BEGIN Material

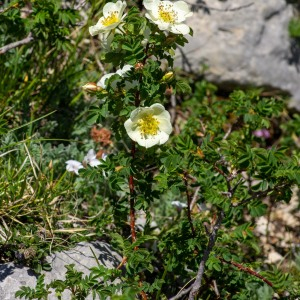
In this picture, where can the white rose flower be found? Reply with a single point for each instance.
(168, 15)
(112, 17)
(91, 159)
(74, 166)
(149, 126)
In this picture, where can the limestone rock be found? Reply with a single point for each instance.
(12, 277)
(243, 43)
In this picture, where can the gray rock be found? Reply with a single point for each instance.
(12, 277)
(243, 43)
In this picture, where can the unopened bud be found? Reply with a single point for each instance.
(92, 87)
(168, 77)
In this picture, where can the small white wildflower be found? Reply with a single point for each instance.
(149, 126)
(168, 15)
(112, 17)
(91, 159)
(74, 166)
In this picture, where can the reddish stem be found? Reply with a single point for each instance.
(132, 210)
(188, 196)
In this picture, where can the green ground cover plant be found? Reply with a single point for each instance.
(143, 142)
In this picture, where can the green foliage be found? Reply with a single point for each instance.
(233, 157)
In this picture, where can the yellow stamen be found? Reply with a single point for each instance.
(111, 19)
(148, 125)
(167, 14)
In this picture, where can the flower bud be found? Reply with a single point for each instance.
(92, 87)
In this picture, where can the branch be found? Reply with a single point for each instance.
(203, 5)
(212, 240)
(247, 270)
(16, 44)
(181, 293)
(131, 200)
(188, 196)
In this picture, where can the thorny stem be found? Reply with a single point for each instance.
(131, 189)
(188, 196)
(211, 242)
(247, 270)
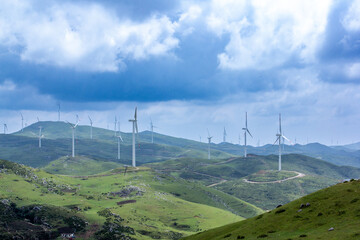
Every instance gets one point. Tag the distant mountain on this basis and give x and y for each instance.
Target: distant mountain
(184, 147)
(22, 147)
(353, 146)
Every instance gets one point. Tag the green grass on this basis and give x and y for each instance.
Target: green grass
(319, 174)
(156, 212)
(268, 176)
(22, 147)
(337, 206)
(79, 165)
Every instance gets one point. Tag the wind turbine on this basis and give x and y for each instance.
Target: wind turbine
(280, 137)
(58, 112)
(40, 136)
(90, 127)
(152, 130)
(22, 122)
(209, 142)
(119, 138)
(73, 126)
(246, 130)
(135, 128)
(225, 134)
(115, 125)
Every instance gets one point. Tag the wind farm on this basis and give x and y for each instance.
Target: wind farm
(216, 120)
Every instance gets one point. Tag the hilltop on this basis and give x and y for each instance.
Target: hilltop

END Material

§ Task to complete:
Reproduce exactly and only the lines from the line that contains "In this picture, where can the flower" to the end of the data above, both ends included. No pictures go in the copy.

§ Full answer:
In this picture, where can the flower bud be found? Reply with a single point for each instance.
(92, 87)
In this picture, where can the branch be found? Reply with a single point for each instance.
(203, 5)
(212, 240)
(247, 270)
(16, 44)
(181, 293)
(131, 200)
(188, 196)
In this picture, where can the thorny stem be found? Reply with a single point for each instance.
(131, 189)
(188, 196)
(211, 242)
(247, 270)
Every instance gets one point. Tag the distant mountain on this basis and give x and y for each instance.
Target: distant mountain
(184, 147)
(22, 147)
(353, 146)
Every instance gets one point. Tag the green grass on this basis and give x and y for each instance.
Target: green grass
(319, 174)
(156, 212)
(268, 176)
(22, 147)
(337, 206)
(79, 165)
Every instance gets one point. Tag the wind turbine on this basis and give x and y for each instance.
Target: wind turbine
(280, 137)
(58, 112)
(40, 136)
(90, 127)
(152, 130)
(22, 122)
(209, 142)
(119, 138)
(73, 126)
(246, 130)
(135, 128)
(225, 134)
(115, 125)
Every instance gets one point. Tag the wind farm on this basis and give x and y for each instance.
Target: wind farm
(216, 120)
Every instance gets one point. Tag the hilltop on this basis and give x and y for each instance.
Target: hilltop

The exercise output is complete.